### KUTIPAN BACAAN
◆ ◆ ◆ ◆ ◆

Patricia Deandra, Kartini Muda Pembelah Angkasa

Usia 21 Tahun, Sudah Kantongi 100 Jam Terbang

Patricia Deandra, Kartini Muda Pembelah Angkasa
Foto: Agus Wahyudi/Jawa Pos

Rute pertama Dea adalah Medan–Gunung Sitoli di Sumatera Utara. Dia sangat gembira dan bersemangat. Kala itu untuk kali pertama Dea mengemudikan pesawat besar. Saat masih bersekolah, dia hanya menerbangkan pesawat Cessna bermesin tunggal.

Karena baru kali pertama memegang ATR, Dea merasa banyak sekali yang harus dikerjakan. Persiapan penerbangan ternyata sangat banyak dan beragam. Mulai cuaca, kondisi pesawat, hingga komunikasi dengan menara kontrol. ’’Overall seru dan saya menikmati,’’ lanjut putri pasangan Kapten Pilot Heri Susatyo Sasono dan Caritas Catrimurni itu.

Meski begitu, pekerjaannya tidak lantas berjalan mulus mulus. Dea mengisahkan pengalaman menerbangkan pesawat ke Kalimantan Timur. Kala itu dia harus menerbangkan pesawat dari Balikpapan menuju Berau saat malam dalam kondisi cuaca buruk.

Menurut Dea, cuaca saat itu terbilang ekstrem. Sepanjang perjalanan, hujan turun dengan derasnya. ’’Awan dan petirnya banyak, pesawat waktu itu bergoyang (turbulensi) kenceng banget,’’ tuturnya. Untung, sistem autopilot pesawat tidak sampai disengage (mati atau tidak berfungsi).

◆ ◆ ◆ ◆ ◆

### CUPLIKAN MATERI
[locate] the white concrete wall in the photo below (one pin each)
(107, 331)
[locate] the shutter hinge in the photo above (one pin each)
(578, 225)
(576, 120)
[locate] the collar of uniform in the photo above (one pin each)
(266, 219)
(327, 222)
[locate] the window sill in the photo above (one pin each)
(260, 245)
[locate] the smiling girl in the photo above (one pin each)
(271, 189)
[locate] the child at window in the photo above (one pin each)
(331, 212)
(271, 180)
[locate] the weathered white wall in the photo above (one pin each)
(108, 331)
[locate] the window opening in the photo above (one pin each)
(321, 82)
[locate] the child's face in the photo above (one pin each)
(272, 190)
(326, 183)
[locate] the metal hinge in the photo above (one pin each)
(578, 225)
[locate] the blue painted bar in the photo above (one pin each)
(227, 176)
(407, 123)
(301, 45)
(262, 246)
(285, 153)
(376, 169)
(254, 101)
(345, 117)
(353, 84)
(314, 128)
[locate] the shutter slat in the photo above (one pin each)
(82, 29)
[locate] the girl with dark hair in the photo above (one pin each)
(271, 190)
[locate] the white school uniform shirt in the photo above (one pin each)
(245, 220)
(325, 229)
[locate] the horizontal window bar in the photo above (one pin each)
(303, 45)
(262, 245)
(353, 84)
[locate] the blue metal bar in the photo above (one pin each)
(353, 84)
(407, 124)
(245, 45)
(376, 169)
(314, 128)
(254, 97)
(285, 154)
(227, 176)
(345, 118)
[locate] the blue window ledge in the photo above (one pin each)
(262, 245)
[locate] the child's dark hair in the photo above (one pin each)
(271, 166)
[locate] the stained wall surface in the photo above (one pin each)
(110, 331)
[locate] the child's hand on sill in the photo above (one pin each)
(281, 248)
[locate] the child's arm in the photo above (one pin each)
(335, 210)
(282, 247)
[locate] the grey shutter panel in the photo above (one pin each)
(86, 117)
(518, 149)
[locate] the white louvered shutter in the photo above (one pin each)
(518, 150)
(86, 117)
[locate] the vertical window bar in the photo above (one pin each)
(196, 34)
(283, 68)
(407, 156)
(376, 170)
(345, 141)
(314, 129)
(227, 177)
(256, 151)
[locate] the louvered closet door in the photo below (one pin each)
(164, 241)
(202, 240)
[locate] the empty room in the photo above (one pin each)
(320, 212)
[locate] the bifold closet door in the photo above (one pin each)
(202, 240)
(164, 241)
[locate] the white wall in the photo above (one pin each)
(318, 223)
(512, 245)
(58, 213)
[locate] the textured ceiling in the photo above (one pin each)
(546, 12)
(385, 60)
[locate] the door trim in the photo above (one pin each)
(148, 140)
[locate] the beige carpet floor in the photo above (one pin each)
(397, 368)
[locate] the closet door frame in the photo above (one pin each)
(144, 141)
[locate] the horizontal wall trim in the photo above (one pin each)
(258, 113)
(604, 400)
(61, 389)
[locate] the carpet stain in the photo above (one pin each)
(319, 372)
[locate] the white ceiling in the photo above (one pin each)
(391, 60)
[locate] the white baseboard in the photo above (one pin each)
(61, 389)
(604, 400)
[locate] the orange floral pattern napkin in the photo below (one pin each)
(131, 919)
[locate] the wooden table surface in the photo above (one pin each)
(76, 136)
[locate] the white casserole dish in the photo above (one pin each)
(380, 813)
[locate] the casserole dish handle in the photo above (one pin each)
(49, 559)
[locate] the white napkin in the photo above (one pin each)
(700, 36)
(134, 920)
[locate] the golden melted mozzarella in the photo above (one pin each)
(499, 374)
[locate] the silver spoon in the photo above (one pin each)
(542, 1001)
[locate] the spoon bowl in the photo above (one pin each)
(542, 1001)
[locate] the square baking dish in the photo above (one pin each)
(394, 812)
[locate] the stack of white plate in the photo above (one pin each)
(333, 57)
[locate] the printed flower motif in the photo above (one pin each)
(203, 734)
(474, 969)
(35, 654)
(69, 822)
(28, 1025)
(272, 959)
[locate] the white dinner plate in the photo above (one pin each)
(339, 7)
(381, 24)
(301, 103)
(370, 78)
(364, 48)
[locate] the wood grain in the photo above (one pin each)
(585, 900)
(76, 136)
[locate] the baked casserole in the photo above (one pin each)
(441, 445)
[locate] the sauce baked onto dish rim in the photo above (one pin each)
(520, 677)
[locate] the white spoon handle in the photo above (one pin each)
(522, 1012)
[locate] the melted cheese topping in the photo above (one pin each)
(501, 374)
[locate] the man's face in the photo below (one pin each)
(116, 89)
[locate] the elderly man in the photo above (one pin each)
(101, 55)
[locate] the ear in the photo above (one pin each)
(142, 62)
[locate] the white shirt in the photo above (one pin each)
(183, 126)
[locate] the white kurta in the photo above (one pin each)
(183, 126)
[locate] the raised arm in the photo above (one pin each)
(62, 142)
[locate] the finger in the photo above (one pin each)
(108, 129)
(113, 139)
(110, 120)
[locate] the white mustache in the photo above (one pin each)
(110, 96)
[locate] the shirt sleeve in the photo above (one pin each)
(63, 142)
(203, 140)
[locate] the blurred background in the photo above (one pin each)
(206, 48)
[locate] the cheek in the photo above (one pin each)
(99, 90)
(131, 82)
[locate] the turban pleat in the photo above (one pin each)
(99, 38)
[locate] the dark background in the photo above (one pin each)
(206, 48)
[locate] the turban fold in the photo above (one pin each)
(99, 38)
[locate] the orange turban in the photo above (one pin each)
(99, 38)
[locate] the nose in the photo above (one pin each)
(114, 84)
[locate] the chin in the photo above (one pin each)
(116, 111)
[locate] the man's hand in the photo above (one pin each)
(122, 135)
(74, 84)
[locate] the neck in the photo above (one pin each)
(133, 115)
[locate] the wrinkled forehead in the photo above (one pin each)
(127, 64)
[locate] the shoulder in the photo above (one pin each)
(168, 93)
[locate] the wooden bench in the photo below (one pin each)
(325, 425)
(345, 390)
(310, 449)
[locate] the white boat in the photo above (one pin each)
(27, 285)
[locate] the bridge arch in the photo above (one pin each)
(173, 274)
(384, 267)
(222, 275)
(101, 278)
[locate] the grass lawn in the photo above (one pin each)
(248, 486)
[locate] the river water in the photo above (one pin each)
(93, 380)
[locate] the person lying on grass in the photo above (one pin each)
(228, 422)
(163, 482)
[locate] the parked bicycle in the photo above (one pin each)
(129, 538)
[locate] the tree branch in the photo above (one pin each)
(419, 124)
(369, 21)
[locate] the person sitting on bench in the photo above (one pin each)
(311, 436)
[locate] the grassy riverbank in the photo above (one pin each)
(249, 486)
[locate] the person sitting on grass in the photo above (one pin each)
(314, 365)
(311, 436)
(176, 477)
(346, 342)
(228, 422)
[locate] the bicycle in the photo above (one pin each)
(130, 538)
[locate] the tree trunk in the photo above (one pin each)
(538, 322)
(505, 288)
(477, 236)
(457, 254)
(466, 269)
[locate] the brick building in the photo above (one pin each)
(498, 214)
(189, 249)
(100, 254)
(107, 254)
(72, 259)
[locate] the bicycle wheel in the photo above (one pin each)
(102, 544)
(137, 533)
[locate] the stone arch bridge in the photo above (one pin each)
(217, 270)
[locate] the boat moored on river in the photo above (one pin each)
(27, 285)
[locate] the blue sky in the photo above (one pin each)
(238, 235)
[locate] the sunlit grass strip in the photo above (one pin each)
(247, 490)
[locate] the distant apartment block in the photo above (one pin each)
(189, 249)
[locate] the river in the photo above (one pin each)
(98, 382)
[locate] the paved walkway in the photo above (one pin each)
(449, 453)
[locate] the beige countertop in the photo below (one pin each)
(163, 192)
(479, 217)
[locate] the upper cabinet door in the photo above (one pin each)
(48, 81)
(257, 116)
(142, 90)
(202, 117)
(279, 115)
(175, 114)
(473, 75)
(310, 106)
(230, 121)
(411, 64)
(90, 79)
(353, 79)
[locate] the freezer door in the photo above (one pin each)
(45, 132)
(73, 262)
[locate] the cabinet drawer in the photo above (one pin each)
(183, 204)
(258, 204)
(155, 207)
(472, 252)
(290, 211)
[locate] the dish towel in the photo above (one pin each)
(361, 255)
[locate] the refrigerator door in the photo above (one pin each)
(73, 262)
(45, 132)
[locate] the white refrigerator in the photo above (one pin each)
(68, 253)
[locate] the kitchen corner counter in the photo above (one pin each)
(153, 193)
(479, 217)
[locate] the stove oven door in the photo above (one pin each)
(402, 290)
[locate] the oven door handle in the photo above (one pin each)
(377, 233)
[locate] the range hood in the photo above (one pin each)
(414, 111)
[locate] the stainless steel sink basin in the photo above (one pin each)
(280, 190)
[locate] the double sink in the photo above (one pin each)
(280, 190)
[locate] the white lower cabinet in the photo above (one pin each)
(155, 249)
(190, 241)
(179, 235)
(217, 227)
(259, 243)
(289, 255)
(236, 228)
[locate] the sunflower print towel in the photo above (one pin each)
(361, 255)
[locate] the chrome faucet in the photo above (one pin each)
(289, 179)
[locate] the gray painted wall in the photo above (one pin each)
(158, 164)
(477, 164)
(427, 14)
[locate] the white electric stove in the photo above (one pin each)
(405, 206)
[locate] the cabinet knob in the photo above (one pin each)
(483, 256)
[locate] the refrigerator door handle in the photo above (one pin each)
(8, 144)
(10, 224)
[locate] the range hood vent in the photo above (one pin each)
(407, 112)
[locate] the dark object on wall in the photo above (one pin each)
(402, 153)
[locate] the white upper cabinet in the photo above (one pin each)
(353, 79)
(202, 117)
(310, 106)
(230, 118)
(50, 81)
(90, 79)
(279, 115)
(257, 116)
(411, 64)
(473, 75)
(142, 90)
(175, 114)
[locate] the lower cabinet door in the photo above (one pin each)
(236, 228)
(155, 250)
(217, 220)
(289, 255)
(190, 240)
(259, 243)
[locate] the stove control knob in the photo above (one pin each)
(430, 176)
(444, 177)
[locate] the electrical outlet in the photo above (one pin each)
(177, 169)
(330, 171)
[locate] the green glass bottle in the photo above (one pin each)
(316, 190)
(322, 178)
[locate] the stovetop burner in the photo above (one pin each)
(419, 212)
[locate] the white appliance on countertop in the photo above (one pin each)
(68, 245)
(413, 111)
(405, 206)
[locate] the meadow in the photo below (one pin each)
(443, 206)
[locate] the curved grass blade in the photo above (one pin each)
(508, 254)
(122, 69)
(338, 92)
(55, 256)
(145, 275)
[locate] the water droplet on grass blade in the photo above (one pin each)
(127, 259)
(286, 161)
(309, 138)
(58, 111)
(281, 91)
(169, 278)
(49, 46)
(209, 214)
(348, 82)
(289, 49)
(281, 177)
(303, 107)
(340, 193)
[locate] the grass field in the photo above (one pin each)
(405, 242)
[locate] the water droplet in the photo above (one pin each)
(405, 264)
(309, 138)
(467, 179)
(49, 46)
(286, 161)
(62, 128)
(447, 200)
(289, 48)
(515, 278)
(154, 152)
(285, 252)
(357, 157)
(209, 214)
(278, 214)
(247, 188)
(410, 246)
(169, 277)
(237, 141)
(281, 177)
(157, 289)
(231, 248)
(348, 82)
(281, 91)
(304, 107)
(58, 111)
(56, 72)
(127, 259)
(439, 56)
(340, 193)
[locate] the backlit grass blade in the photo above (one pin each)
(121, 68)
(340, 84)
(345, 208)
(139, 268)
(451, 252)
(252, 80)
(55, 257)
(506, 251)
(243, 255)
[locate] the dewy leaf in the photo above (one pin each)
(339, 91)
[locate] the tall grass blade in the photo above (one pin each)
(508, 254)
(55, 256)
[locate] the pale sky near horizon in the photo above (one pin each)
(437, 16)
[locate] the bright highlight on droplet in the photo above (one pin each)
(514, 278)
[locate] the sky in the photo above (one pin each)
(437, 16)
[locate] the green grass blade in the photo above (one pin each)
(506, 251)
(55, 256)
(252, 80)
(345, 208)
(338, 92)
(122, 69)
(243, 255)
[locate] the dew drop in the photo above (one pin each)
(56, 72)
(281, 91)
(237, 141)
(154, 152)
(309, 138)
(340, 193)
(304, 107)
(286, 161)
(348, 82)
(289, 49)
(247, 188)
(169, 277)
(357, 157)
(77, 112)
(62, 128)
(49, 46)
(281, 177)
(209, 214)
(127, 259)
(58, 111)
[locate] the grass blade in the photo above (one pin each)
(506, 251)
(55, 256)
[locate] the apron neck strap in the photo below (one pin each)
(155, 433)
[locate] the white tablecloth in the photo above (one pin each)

◆ ◆ ◆ ◆ ◆

### SOAL SINGKAT 1
Menurut bacaan tentang Patricia Deandra, rute apa yang pertama kali diterbangkan Dea?
### SOAL SINGKAT 2
Sambung bacaan tentang Patricia Deandra mulai dari titik terakhirnya.
Materi tersebut tidak berhubungan dengan bacaan tentang Patricia Deandra.

### JAWABAN 1
Medan–Gunung Sitoli di Sumatera Utara.

### JAWABAN 2
Kemudian, ketika akan landing di Berau, visibility (jarak pandang) kurang dari 4 kilometer dan di sekitar landasan masih penuh awan. ’’Jadi runway-nya nggak kelihatan dan kondisinya basah, itu ngeri banget menurut saya,’’ lanjut sulung di antara dua bersaudara tersebut.

Setelah menceritakan kondisi penerbangan, Dea tersenyum ketika ditanya tentang apa yang ada dalam pikirannya saat itu. ’’Saya takut mati,’’ ucapnya. Yang jelas, sembari berusaha mengendalikan pesawat, lantunan doa terus terucap dari bibirnya. Sejak belajar di sekolah penerbangan di Denpasar, dia didoktrin untuk tidak panik dalam kondisi seburuk apa pun.

Doktrin itu menjadi modal positif Dea untuk mendaratkan pesawat dengan selamat di Berau. Apabila panik, dia tidak akan bisa berpikir apa yang harus dilakukan saat berada dalam kondisi semacam itu.

Untuk saat ini, Dea mengatakan masih menikmati penerbangannya bersama pesawat ATR. Dalam setahun ke depan, dia sebenarnya memiliki kesempatan bersekolah lagi untuk menjadi pilot pesawat jet. Namun, Dea belum berpikir untuk langsung pindah pesawat. ’’Saya itu orangnya fokus,’’ ujarnya. Dia akan terus menggeluti ATR sampai kemampuannya benar-benar teruji. Apabila ada kesempatan untuk pindah pesawat, Dea memilih airbus. ’’Pada dasarnya airbus dan ATR hampir sama,’’ tambahnya.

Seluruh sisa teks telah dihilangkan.